◆ **ITEM DE AÇÃO 1**: Traduza para o inglês a seguinte frase do texto sobre aves marinhas mutiladas na pesca: "Em quatro ocasiões foi observado que as aves foram agredidas na tentativa de evitar que elas comessem as iscas lançadas ao mar."
◆ **ITEM DE AÇÃO 2**: Transcreva fielmente, do texto sobre aves marinhas mutiladas na pesca, a parte que se inicia com as palavras que contêm "O grupo coletou" e termina com "ameaçadas de extinção.".

◆ **TRECHO DO DOCUMENTO**:

O grupo coletou uma série de 46 registros de albatrozes e petréis mutilados devido a procedimentos inadequados feitos pelos pescadores ao recolherem os anzóis em pescarias de espinhel ou com linha e anzol. As aves, que acabam fisgadas ao tentar comer as iscas, são trazidas a bordo ainda vivas e sua sobrevivência depende do manuseio correto para retirada do anzol, tanto para garantir a integridade dos animais quanto para segurança dos pescadores contra picadas. Em quatro ocasiões foi observado que as aves foram agredidas na tentativa de evitar que elas comessem as iscas lançadas ao mar. Ao todo, foram registradas 16 aves mortas ou feridas em decorrência dessa prática, entre elas indivíduos de duas espécies ameaçadas de extinção.
Os pesquisadores ressaltam que há pouca coleta de dados sobre a prática, o que indica que o número de mortes decorrentes do manejo incorreto das aves seja ainda maior. De acordo com Dimas Gianuca, a ocorrência de aves mutiladas ao longo de 20 anos sobre uma vasta extensão geográfica evidencia que esta prática é recorrente e empregada por diversas embarcações.
“Há diversos tipos de pescarias de linha e anzol que resultam em captura incidental de aves marinhas vivas. Nestes casos, a sobrevivência dessas aves está, literalmente, nas mãos dos pescadores”, explica o pesquisador. “Além disso, com a gravidade de algumas lesões, é impossível determinar se os albatrozes e petréis são capazes de continuar vivendo e se alimentando normalmente após o manejo – o que requer pesquisas ainda mais detalhadas sobre o assunto”, aponta Gianuca.

◆ **INFORMAÇÕES FORNECIDAS**:
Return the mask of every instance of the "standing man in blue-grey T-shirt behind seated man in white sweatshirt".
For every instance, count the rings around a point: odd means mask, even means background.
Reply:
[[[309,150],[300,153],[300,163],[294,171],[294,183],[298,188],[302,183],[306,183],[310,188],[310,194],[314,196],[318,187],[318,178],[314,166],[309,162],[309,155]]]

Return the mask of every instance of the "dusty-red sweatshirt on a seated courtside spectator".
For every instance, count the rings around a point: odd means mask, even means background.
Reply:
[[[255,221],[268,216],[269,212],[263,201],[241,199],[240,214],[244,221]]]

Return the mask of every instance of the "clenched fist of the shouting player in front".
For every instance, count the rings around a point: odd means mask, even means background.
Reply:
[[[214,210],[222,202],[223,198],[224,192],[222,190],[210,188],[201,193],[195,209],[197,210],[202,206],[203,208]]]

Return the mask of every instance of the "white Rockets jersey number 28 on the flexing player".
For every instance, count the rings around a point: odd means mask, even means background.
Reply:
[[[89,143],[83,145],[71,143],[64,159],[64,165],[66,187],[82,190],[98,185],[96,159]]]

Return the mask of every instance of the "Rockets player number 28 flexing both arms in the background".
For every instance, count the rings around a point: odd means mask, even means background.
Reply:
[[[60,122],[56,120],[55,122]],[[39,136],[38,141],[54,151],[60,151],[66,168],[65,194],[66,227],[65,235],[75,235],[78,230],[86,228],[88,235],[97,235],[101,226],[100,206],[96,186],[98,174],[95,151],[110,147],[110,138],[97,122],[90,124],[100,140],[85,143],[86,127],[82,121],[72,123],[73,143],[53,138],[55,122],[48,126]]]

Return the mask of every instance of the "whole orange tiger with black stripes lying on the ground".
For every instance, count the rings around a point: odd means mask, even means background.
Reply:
---
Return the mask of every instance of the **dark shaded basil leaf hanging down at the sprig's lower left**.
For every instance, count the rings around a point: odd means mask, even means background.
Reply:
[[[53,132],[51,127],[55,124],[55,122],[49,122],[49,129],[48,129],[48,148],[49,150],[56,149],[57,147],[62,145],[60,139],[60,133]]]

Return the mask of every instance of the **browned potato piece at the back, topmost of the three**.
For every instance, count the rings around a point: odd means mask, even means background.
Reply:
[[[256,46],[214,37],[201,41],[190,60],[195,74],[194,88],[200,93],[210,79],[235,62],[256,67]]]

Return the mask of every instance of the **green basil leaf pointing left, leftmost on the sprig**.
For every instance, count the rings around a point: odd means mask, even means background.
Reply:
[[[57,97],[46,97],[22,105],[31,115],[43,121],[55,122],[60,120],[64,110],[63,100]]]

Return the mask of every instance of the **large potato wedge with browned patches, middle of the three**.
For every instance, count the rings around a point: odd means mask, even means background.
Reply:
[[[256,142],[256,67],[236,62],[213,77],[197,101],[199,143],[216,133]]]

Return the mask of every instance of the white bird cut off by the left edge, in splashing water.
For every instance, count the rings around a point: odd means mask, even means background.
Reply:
---
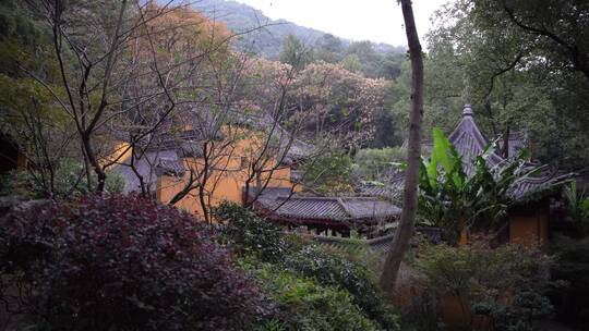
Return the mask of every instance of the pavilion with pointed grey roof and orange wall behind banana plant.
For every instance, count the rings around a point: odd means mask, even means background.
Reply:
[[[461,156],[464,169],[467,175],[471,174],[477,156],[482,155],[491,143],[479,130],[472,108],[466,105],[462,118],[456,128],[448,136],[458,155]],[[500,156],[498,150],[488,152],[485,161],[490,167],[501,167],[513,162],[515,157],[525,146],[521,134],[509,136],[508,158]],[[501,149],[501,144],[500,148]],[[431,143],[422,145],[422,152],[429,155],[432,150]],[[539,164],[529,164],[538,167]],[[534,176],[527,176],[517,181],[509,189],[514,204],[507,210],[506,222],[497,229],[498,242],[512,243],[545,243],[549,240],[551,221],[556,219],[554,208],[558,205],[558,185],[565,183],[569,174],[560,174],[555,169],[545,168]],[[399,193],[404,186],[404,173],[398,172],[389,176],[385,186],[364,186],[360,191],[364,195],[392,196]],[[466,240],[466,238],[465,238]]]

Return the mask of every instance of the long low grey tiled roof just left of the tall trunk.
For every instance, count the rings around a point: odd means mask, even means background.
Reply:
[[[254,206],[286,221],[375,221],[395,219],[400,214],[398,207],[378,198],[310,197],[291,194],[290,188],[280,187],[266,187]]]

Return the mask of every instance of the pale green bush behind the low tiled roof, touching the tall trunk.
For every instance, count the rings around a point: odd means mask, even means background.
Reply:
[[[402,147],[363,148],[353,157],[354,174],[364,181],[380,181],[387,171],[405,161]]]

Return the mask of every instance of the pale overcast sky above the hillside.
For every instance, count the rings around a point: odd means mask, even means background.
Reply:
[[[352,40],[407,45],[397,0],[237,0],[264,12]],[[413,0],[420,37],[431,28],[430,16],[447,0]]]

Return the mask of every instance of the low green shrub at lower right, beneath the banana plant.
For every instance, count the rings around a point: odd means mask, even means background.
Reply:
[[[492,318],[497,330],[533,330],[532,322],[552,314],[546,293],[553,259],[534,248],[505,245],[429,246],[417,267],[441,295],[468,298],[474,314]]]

◆ **RESULTADO DA TAREFA 1**: On four occasions, it was observed that the birds were attacked in an attempt to prevent them from eating the bait cast into the sea.

◆ **RESULTADO DA TAREFA 2**:
O grupo coletou uma série de 46 registros de albatrozes e petréis mutilados devido a procedimentos inadequados feitos pelos pescadores ao recolherem os anzóis em pescarias de espinhel ou com linha e anzol. As aves, que acabam fisgadas ao tentar comer as iscas, são trazidas a bordo ainda vivas e sua sobrevivência depende do manuseio correto para retirada do anzol, tanto para garantir a integridade dos animais quanto para segurança dos pescadores contra picadas. Em quatro ocasiões foi observado que as aves foram agredidas na tentativa de evitar que elas comessem as iscas lançadas ao mar. Ao todo, foram registradas 16 aves mortas ou feridas em decorrência dessa prática, entre elas indivíduos de duas espécies ameaçadas de extinção.